## Текст отрывка
Житие Дон Кихота и Санчо
Не кровь, лампадное масло пятнит вам рясу, как вижу.
Отповедь, вызвавшая у короля Альфонса известное восклицание:
Сид, вот уж норов у вас, из терпенья выйдет и камень, Вы из‑за сущего вздора готовы дать бой во храме!156
Когда же важного вида священникам не сладить со странствующими рыцарями, они берутся за оруженосцев. Но Санчо тоже за словом в карман не лезет: «Я из тех, о ком сказано: «следуй за добрыми людьми, и сам станешь добрым» (…) я пристал к хорошему хозяину, и вот уже много месяцев нахожусь при нем, и, ежели будет на то воля Божия,[43] стану сам вроде него…». И будет на то воля Божия, Санчо добрый, Санчо разумный, Санчо христианин, Санчо простосердечный; будет на то воля Божия. Ты сам сказал: следуй за добрыми людьми! Ибо твой господин был, есть и пребудет добрым человеком прежде и превыше всего; и безумцем, ибо движет им доброта в чистом виде; и безумие принесло ему славу в этом мире — ныне, и присно, и во веки веков — ив будущем, в вечности. О Дон Кихот, мой святой Кихот! Да, мы, люди разумные, канонизируем твои безумства; и пусть священники — важного вида, но убогие духом — избавят себя от труда порицать то, что исправить не властны. «Так он и ушел, не сказав больше ни слова и не кончив обеда…». Ушел! О, если б мы могли сказать то же самое и в других подобных случаях!

## Исходные данные
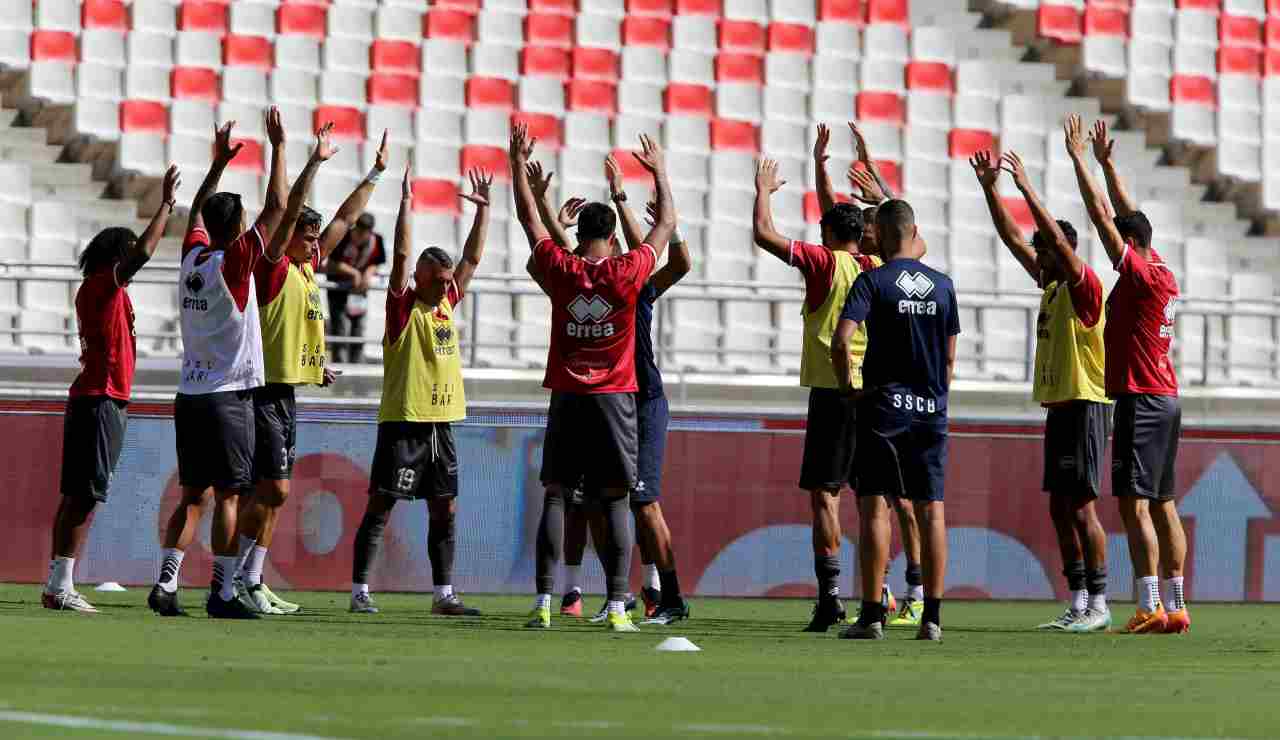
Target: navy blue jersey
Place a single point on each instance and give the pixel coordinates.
(910, 315)
(648, 378)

## Задание 1
Как в отрывке зовут короля, чьё восклицание обращено к Сиду?
## Задание 2
Выпишите из отрывка все слова, которые стоят после имени Санчо в ряду, начинающемся словами «И будет на то воля Божия, Санчо добрый».

## Итоговый ответ 1
Альфонс.

## Итоговый ответ 2
добрый, разумный, христианин, простосердечный